Image-grounded pointing data
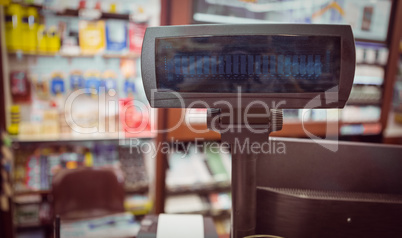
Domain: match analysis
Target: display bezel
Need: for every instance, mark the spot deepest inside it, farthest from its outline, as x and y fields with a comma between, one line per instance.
x=335, y=98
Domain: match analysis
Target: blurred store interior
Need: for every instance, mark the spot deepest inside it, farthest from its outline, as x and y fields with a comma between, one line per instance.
x=76, y=124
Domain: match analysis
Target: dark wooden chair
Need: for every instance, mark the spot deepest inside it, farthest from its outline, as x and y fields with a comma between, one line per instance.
x=86, y=193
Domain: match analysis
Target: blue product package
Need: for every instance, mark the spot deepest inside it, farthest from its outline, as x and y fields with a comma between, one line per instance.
x=116, y=36
x=57, y=86
x=76, y=81
x=129, y=87
x=92, y=83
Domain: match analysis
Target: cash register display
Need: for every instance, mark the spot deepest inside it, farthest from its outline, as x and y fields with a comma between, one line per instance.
x=251, y=64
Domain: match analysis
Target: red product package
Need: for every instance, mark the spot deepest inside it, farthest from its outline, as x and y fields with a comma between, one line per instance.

→ TASK ITEM: Verbatim repeat, images removed: give each entry again exactly as it reads.

→ RESPONSE TO THIS TASK:
Domain: match analysis
Target: display bezel
Need: for every instance, mark the spot deepest inside it, farthest from its outline, as x and y fields with a comma between, one line per instance.
x=335, y=98
Domain: match analysis
Target: blurred store interior
Need: for every instance, mark the spot deepest inside it, farthest from its outline, as x and y fields with a comma between, one line per instance.
x=76, y=124
Domain: match analysis
Target: dark wooden chair
Need: for every instance, mark the spot deepest inside it, farthest from its outline, as x and y fields with a comma between, one line per instance.
x=86, y=193
Domain: match analysis
Target: blue product package
Need: for every instance, mark the spot deepest inside it, farthest from its outline, as x and y fields with a comma between, one line per instance.
x=116, y=36
x=57, y=86
x=76, y=81
x=129, y=87
x=92, y=83
Domain: match analysis
Target: cash register display
Need: for every instance, mark the spot deepest inside it, farthest from its outline, as x and y fields with a comma between, one line per instance.
x=251, y=64
Domain: match analysis
Target: red product package
Need: for every instance, mark the spot deepest inside it, farthest from its outline, as x and y fields with a comma between, one line per instance.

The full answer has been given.